Passage.
After it was all over she took Dean’s lifeless body upstairs, where she undressed him before placing him in a plastic bag and then in the suitcase. To move Dean’s body, she put the suitcase in a pram and took him to the duck pond where she threw the suitcase into the water. She waited for the suitcase to disappear from view and then went home. Pfitzner was charged with Dean’s murder and remanded in custody.

Rachel and her mother spoke the next day (21 October), while Rachel was held in custody; she was then moved
to Silverwater Women’s Correctional Centre, Sydney. Pfitzner told her mother that she had strangled Dean – a different version of events from the one reported to the police – and when her mother asked why she had told the police that she had shaken Dean to death, there was no answer. The police decided to secretly monitor Rachel’s communications, and eleven days later recorded another conversation between Rachel and her mother. During this taped exchange, she confirmed what she had told the police during interview – that she picked Dean up by his jumper and that she pushed him to the ground, whereupon he started frothing at the mouth and his heart stopped. When Pfitzner’s mother asked if she was ‘in a rage’ when it happened, Rachel responded that she felt intimidated. She also told her mother that she had begged the Federal Magistrates Court to process the recovery order to take Dean away. Although she lied to numerous people and told them she had surrendered Dean to social services, she told her mum that she had decided against this as she was concerned that if she had they would have taken her other children too.

Brief 1. Rewrite the stretch of the passage about Dean's death from "After it was" through "remanded in custody.", replacing "pram" with "stroller".
Brief 2. According to the passage about Dean's death, where was Rachel moved after speaking with her mother on 21 October?

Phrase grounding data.
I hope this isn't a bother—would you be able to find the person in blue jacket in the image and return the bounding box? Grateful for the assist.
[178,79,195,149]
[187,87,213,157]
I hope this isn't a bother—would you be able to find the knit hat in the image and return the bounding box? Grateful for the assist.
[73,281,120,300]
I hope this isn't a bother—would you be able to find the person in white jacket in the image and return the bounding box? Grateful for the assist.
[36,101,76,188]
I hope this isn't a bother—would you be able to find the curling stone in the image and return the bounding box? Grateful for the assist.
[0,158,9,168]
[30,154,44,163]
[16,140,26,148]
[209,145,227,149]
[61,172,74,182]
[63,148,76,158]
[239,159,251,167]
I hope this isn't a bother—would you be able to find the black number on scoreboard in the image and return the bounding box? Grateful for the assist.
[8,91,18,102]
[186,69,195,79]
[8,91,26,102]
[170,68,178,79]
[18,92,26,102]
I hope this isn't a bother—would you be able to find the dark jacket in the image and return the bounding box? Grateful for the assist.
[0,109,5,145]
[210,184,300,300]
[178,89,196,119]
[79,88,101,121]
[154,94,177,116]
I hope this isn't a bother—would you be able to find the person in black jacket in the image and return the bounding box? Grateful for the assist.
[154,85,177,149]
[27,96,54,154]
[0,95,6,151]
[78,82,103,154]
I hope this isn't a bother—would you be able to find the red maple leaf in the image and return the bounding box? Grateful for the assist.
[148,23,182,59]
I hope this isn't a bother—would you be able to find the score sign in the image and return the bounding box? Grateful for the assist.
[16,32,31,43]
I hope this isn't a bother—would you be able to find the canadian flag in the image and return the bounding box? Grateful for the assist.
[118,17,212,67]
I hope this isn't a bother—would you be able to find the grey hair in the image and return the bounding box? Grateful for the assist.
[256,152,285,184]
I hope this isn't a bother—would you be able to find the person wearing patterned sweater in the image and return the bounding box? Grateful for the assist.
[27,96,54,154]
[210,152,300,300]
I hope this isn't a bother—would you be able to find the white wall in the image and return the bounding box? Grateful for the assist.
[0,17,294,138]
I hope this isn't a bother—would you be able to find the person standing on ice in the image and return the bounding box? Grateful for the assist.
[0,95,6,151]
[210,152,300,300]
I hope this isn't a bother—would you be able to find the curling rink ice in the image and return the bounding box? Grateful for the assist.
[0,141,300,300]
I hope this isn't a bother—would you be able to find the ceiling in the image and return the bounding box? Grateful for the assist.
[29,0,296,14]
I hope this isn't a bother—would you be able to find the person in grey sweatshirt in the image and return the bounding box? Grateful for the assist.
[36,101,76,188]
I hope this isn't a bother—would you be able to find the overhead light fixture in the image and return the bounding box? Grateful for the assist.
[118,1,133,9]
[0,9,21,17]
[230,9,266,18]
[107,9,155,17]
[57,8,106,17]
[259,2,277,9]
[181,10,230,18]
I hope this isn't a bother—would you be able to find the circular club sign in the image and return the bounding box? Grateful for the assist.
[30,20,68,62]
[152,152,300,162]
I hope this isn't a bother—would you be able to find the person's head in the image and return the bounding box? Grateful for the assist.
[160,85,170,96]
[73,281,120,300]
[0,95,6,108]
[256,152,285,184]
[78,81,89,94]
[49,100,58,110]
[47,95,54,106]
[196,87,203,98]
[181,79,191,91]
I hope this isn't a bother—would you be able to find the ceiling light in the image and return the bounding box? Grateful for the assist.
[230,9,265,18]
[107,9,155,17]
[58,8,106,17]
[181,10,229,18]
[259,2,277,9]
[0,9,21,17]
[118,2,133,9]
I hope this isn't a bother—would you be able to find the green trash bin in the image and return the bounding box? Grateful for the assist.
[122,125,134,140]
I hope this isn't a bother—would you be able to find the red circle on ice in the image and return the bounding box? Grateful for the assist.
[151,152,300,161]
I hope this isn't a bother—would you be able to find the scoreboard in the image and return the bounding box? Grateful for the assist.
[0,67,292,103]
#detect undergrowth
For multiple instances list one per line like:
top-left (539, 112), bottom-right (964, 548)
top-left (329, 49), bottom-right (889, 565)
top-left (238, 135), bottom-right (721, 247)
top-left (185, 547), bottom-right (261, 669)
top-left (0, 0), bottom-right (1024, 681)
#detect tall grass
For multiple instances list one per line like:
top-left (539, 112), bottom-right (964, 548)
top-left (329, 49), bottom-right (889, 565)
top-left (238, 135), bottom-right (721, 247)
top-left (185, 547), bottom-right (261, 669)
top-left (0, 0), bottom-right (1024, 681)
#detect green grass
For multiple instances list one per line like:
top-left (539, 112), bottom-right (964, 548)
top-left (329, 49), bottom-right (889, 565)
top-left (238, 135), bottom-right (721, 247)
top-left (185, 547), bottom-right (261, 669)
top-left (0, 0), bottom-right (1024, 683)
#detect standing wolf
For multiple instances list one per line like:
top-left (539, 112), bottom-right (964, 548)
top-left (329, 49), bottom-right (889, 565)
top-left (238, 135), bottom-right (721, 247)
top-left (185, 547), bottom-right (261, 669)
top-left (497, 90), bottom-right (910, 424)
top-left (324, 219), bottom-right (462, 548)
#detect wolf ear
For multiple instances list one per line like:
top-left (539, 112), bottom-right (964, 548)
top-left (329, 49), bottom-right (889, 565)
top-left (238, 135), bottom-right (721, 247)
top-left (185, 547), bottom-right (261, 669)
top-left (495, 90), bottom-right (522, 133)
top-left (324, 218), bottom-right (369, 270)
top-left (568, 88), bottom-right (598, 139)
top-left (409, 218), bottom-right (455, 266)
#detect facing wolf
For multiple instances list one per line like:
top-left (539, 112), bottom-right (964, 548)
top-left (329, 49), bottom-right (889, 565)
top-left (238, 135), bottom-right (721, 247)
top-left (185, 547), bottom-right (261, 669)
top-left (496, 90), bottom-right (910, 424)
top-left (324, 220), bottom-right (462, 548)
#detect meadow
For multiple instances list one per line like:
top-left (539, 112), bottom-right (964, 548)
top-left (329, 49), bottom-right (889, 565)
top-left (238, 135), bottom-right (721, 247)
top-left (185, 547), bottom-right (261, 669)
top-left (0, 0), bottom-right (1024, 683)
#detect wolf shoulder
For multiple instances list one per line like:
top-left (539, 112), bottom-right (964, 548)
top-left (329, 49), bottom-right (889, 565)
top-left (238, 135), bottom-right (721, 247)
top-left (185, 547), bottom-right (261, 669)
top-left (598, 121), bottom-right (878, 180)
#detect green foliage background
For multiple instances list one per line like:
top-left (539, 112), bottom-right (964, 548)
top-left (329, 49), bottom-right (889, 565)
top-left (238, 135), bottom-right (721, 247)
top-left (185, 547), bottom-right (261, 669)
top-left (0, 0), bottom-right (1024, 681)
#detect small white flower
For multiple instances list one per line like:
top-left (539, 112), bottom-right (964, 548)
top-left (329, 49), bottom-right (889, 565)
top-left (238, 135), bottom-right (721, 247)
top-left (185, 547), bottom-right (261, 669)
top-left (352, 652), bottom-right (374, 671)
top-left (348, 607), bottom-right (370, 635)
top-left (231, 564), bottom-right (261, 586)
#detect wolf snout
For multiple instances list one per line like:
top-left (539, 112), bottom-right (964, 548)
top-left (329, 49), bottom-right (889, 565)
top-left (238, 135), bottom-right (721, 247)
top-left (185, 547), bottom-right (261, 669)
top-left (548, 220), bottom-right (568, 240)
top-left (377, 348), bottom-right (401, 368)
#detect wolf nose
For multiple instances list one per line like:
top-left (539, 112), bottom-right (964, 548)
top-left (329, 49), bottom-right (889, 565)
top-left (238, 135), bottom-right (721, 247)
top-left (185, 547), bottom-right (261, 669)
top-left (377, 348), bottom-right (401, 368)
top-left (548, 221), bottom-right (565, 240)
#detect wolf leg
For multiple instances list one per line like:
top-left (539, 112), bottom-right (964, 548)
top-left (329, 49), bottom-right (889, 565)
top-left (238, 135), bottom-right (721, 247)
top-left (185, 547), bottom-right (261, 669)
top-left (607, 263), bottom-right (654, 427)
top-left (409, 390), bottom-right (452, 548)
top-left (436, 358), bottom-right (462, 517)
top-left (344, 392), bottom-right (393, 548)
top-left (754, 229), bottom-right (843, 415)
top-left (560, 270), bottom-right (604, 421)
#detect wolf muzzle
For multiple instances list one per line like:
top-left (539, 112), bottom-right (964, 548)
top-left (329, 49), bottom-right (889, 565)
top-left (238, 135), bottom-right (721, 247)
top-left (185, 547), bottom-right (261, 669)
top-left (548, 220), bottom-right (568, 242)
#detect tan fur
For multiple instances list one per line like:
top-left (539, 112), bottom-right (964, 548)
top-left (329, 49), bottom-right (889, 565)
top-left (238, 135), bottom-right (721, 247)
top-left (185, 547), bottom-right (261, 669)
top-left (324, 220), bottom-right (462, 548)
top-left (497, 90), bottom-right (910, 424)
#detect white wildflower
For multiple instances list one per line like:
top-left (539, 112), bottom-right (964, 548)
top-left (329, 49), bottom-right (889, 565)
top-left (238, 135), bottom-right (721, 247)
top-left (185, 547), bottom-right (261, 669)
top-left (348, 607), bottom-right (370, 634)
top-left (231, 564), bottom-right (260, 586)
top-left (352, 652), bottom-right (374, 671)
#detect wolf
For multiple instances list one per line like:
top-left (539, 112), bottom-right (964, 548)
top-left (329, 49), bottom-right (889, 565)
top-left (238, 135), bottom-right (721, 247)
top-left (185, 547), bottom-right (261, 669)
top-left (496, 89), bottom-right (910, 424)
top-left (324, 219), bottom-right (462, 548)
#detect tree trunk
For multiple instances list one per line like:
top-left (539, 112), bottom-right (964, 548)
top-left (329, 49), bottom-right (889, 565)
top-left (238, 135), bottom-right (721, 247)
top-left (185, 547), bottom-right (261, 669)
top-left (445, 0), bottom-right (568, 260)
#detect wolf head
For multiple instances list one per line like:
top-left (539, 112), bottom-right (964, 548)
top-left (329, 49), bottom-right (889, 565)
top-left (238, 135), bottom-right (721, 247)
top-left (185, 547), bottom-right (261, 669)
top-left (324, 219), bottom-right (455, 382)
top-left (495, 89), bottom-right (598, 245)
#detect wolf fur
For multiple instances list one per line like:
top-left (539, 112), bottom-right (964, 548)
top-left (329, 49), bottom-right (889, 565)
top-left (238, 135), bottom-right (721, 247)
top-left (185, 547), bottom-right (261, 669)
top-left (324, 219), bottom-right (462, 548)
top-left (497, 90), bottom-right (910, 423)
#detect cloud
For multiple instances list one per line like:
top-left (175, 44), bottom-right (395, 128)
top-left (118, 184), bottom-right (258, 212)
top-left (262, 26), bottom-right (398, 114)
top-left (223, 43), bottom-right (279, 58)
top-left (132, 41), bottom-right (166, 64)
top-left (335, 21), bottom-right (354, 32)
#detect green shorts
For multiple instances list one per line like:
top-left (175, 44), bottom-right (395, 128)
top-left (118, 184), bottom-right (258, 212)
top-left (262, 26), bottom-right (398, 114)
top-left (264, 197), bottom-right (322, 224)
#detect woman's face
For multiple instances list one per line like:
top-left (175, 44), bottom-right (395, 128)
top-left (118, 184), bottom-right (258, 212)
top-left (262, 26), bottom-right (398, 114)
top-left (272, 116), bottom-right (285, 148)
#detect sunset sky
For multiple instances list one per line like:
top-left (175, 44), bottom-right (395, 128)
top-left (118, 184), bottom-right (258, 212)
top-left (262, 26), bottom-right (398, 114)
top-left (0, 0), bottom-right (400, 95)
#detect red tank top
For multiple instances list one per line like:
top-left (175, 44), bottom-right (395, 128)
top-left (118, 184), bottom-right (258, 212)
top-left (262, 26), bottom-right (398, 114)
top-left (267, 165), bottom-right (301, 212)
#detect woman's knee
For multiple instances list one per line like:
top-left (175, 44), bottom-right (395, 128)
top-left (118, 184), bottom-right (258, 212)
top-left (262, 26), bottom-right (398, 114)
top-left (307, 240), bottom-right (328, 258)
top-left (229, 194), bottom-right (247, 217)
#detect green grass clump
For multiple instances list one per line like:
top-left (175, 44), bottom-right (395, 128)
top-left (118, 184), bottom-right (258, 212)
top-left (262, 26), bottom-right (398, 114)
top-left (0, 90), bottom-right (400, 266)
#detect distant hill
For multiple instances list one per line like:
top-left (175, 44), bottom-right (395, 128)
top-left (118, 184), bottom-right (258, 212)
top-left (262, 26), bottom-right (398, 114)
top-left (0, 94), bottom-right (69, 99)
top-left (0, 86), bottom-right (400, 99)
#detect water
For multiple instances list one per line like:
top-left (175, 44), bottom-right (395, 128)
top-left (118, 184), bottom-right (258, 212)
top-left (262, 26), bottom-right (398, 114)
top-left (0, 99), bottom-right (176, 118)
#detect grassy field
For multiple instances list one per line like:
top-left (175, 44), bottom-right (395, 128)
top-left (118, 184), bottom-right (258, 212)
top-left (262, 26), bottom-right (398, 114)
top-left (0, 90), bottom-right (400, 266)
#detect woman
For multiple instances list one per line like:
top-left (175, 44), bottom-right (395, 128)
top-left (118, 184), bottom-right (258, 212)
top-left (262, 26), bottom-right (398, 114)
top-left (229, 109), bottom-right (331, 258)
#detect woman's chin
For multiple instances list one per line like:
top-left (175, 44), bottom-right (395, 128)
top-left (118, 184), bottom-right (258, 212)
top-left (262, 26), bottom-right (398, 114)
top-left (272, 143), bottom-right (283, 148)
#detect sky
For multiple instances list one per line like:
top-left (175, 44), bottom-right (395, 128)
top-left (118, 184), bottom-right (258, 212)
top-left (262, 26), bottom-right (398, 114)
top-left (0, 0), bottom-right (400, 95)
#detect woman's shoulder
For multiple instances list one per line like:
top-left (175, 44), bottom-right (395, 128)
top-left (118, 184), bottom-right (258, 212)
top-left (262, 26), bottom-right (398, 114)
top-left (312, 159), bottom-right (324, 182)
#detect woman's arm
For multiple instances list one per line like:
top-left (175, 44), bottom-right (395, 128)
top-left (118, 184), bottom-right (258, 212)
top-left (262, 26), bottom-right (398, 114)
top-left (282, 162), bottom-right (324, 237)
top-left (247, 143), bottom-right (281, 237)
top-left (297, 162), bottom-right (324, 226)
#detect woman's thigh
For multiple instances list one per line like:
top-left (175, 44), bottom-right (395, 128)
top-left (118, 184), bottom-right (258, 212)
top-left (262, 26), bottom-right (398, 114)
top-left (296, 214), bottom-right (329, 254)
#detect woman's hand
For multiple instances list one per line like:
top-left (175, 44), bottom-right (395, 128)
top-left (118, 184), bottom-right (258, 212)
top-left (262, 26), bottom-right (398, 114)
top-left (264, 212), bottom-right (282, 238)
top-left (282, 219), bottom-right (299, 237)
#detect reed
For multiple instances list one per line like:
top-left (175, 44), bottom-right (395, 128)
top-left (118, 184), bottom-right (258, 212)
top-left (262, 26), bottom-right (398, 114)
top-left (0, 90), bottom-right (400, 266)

Output 1.
After it was all over she took Dean’s lifeless body upstairs, where she undressed him before placing him in a plastic bag and then in the suitcase. To move Dean’s body, she put the suitcase in a stroller and took him to the duck pond where she threw the suitcase into the water. She waited for the suitcase to disappear from view and then went home. Pfitzner was charged with Dean’s murder and remanded in custody.

Output 2. Silverwater Women's Correctional Centre, Sydney.